▶ _Supplied passage_
Serbanescu’s research addresses this critical gap by investigating how the composition of the gut microbiota—and translocation of immuno-active microbial products into the bloodstream—shapes immune responses and organ injury in critically ill patients. Her team will apply highly sensitive sequencing approaches to detect the “genetic fingerprints” of bacteria in the blood, aiming to better define the phenomenon of microbial translocation in sepsis. She hypothesizes that many of these microbial signatures originate from the gut, and that different gut-derived bacterial products interact with immune cell receptors to produce species-specific—and sometimes opposing—immune effects. In this way, the composition of the gut microbiota may influence the intensity of immune activation or exhaustion as well as end-organ injury and susceptibility to secondary infections during ICU stay.
Using a prospective longitudinal ICU cohort, her study will integrate gut microbiota profiling, blood microbial DNA analysis, immune phenotyping, and clinical outcomes. It also incorporates measures of intestinal permeability and metabolomics to better understand how gut barrier integrity influences translocation and immune dysregulation. Finally, ex vivo immune assays will assess how patient-derived microbial DNA signatures influence TLR-mediated signaling and cytokine production.

▶ _Entries shown_

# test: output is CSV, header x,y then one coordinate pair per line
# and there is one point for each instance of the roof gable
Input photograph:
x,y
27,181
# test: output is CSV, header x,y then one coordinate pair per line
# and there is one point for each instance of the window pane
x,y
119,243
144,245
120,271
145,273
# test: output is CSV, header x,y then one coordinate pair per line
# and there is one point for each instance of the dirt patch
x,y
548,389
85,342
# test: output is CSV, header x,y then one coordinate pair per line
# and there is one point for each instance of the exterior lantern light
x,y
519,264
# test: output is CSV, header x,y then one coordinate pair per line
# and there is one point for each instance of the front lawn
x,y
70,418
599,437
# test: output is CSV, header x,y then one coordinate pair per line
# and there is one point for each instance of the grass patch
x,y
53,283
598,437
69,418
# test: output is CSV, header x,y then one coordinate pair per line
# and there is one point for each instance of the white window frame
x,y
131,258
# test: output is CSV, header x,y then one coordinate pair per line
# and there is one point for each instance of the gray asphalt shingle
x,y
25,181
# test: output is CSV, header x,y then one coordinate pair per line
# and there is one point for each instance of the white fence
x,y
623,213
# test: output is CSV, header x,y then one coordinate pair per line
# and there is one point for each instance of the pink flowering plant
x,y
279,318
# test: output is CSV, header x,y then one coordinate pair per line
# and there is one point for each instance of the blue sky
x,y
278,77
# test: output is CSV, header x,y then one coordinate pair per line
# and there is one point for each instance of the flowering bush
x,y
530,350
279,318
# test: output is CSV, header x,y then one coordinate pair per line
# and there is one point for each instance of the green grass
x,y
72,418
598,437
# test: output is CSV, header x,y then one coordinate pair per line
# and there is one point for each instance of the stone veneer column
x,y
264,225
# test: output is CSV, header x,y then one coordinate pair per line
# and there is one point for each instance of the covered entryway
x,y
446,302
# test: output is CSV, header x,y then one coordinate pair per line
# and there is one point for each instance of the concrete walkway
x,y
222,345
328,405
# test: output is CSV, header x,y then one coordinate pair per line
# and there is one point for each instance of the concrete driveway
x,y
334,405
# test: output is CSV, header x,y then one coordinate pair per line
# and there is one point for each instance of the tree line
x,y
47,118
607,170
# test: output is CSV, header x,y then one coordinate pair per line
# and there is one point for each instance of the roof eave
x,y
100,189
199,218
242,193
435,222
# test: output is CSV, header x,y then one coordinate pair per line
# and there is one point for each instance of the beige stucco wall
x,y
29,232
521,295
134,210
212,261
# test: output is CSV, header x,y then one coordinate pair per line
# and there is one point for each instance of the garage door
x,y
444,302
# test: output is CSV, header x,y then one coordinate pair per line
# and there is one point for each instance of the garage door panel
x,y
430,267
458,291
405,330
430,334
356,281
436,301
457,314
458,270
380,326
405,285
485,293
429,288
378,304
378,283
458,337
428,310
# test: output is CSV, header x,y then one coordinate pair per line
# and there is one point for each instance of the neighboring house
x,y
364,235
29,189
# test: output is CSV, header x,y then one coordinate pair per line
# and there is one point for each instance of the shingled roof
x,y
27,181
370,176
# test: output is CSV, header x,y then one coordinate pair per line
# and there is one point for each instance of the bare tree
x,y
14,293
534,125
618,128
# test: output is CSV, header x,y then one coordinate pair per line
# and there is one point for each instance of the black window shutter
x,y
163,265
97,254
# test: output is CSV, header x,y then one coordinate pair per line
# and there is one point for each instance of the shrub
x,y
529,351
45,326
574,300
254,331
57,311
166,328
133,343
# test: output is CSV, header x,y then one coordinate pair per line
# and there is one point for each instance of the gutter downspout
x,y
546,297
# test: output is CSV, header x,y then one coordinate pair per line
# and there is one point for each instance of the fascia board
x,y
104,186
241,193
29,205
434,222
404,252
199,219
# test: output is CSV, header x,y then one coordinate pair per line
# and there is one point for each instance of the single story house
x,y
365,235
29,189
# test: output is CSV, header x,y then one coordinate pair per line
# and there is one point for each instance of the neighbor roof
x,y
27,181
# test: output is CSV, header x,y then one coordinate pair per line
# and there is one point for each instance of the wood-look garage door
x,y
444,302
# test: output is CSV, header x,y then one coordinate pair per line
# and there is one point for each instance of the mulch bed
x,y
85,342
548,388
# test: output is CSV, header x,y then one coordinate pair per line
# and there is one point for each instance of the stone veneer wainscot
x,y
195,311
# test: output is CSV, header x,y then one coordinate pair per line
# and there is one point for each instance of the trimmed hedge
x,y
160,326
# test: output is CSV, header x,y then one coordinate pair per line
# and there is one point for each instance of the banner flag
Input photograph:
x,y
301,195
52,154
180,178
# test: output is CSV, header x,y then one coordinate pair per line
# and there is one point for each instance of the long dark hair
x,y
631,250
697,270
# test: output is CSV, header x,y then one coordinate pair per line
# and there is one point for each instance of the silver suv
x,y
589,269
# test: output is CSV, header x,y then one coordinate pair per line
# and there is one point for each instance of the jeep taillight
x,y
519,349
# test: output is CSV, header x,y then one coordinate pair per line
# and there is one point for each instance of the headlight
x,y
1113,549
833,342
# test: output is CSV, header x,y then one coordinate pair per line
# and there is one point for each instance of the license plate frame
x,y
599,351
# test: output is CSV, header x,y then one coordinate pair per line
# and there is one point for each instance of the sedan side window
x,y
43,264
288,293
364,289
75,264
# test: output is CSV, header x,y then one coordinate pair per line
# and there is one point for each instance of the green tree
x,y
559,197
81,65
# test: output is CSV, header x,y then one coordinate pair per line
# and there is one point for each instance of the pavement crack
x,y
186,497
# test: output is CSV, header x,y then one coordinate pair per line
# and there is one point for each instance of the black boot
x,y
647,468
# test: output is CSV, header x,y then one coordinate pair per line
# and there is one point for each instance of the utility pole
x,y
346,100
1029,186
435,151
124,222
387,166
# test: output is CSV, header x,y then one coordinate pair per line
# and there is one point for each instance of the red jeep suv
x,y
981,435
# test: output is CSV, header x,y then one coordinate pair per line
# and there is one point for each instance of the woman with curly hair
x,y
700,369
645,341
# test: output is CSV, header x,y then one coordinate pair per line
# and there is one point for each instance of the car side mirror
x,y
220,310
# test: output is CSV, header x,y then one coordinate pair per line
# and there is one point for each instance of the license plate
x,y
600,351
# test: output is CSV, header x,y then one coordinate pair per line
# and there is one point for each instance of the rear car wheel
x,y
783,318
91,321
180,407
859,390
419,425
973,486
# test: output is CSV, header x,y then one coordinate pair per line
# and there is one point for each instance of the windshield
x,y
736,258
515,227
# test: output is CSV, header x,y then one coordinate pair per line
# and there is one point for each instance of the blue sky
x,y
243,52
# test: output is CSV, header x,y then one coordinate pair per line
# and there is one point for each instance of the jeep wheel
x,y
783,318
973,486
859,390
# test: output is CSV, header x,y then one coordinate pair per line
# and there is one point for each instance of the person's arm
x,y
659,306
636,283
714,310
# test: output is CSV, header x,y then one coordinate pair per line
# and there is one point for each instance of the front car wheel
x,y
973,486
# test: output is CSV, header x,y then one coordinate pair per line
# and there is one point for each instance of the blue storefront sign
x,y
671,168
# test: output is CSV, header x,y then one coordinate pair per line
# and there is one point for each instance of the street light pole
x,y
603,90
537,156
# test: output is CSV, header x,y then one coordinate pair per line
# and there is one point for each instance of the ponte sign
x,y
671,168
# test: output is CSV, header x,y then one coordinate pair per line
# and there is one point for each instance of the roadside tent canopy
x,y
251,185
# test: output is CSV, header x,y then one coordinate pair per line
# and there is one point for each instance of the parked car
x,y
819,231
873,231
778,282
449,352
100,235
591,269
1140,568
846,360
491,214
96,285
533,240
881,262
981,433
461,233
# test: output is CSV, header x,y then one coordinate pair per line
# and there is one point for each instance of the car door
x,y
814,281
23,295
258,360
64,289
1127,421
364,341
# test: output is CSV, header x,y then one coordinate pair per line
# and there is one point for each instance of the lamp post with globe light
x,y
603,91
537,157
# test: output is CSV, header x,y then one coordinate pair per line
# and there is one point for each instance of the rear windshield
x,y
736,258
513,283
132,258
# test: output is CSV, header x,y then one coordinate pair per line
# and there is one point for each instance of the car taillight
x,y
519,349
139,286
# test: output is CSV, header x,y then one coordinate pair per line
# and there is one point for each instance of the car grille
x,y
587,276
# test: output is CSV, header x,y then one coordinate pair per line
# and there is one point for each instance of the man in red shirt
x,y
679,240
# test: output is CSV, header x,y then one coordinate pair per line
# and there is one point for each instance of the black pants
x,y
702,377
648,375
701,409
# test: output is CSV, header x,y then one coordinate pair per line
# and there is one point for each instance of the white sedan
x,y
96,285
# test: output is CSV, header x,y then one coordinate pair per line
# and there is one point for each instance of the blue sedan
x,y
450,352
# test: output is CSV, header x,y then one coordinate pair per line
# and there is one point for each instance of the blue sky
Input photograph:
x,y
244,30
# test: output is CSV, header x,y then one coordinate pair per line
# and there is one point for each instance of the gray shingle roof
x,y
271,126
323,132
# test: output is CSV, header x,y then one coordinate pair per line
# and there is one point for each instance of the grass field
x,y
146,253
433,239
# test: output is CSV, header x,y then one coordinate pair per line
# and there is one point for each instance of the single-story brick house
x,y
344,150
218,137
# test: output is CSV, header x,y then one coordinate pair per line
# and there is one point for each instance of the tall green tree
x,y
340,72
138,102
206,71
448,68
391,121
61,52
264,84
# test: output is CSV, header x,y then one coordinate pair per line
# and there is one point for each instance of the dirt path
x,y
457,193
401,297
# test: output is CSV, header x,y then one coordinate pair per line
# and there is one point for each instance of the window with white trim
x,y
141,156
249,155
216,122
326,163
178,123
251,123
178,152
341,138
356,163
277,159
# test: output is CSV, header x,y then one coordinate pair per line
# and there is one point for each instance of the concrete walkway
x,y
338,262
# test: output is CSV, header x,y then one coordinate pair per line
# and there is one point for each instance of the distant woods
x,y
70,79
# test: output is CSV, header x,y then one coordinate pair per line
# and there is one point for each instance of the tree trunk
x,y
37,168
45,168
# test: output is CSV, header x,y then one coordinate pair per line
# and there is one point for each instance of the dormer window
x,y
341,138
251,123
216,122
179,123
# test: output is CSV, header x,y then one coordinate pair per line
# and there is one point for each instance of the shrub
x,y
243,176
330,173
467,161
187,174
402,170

▶ _Directions_
Please continue the passage on gut microbiota and sepsis in ICU patients, starting after its last sentence.

▶ _Output of the task_
This MIRA marks Serbanescu’s first NIH award and a major milestone in her career as a physician-scientist. She will carry out this work in collaboration with Dr. Jason Arnold (Duke Molecular Genetics and Microbiology) and Mary Wright, MS (Duke Anesthesiology), along with ongoing mentorship and scientific input from Drs. Paul Wischmeyer (Duke Anesthesiology), Jamie Privratsky (Duke Anesthesiology), Smita Nair (Duke Surgery), and Neil Surana (Duke Pediatrics).
“The findings from this study will enhance our understanding of how the gut microbiota shape host responses in sepsis and may reveal new therapeutic strategies for this lethal disease,” says Serbanescu, assistant professor of anesthesiology. “By identifying how specific gut bacteria influence immune responses and meaningful outcomes like organ dysfunction and secondary infection, we hope to uncover both harmful and protective microbial signatures that could serve as future targets for personalized therapies.”